■ Problems:
1. Which questions does the opening paragraph of the self-love article ask? List every one.
2. Can you carry the self-love article forward from its last sentence?
+++ Extract provided +++
Developing A Consistent Approach To Loving Yourself #selfcare

What is self-love? Does it have requirements? Does it take time out of your schedule to maintain? Is it an attitude, a habit or something that comes along when the time is right? Should you feel self-love all day, or only when you deserve it? How can you differentiate self-love from an unwillingness to change and grow?

These questions aren’t easy to answer, and they might differ from person to person. There are many different methods of self-actualization. In order to be a better person, it is your responsibility to find this. After all, even the worst identity can be slightly calmed by finding the cause to love yourself no matter what. This might show its need after a messy breakup, after losing out on your dream, or simply feeling terrible about your current circumstances. Sometimes we let our circumstances get the better of us and find unhealthy ways to cope. It’s not always apparent how to proceed, and so hopefully this following advice should help you make that decision. After all, what’s better than love, surrounding yourself and all the people you adore?

Do Something That Makes You Proud

While life is experienced differently from person to person, and people are absolutely more or less inclined to certain disciplines during their time here, there are many universal things we share as members of the same species. One of these is the ability to feel good from completing tasks with challenge. Doing something that makes you proud is one of the best ways forward, no matter what it is. Without this, your life becomes bitter, stale and stagnant. It’s the quickest way into lethargy and depression. Conversely, trying (and maybe even failing initially) at something can direct our minds and our spirits towards something we consider worthwhile like giving back to your community.
+++ Recorded information +++
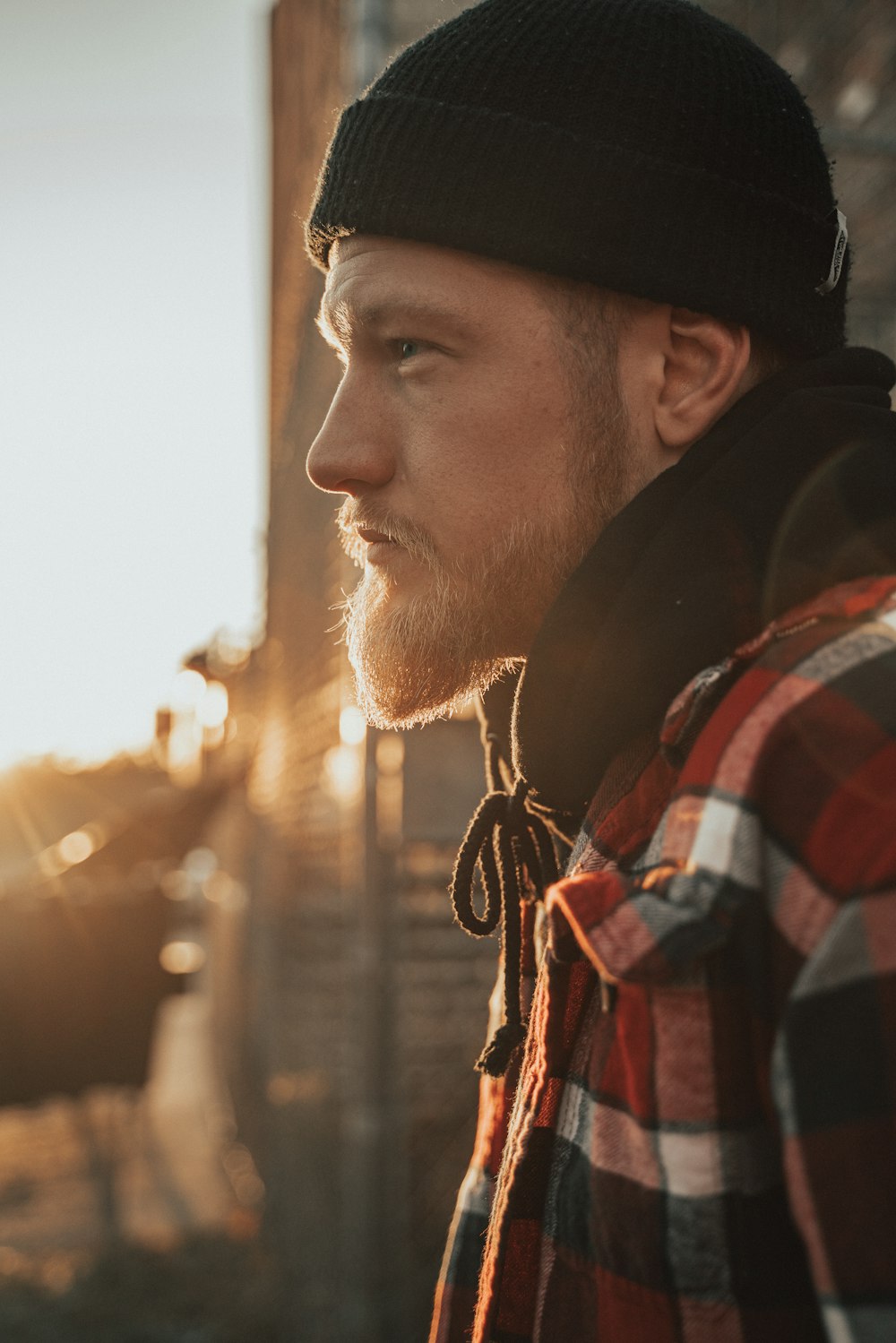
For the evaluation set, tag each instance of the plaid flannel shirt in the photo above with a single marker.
+++
■ Set of answers:
1.
1. What is self-love?
2. Does it have requirements?
3. Does it take time out of your schedule to maintain?
4. Is it an attitude, a habit or something that comes along when the time is right?
5. Should you feel self-love all day, or only when you deserve it?
6. How can you differentiate self-love from an unwillingness to change and grow?

2.
If you have the capacity to do this, you should. You might not feel like you have this option, but you absolutely do. There’s always something to help you move forward in something you like. Even if you are bound to a wheelchair, who is to say you can’t write a blog about your interests, and collate your thoughts to make the day of someone else sharing that interest? Who says that you can’t make a massive impact from your computer screen?

If you are able bodied, this can be much more raw and physical. It doesn’t even need a massive purpose. Taking the effort to walk on a hike and heading a little further every few days can gift you that sense of progression, and also help you with meditative reflection. It might be deciding to tackle the health of your diet and implement more minerals and vitamins, similar to the Cambridge diet requirements.

Anything that allows you to grab a figurative boulder and push it up a mountain piece by piece helps you grow as a person. Even retirees are beginning to see the benefit in this, and understand that the best way to develop a mindset of progression is to do just that, progress.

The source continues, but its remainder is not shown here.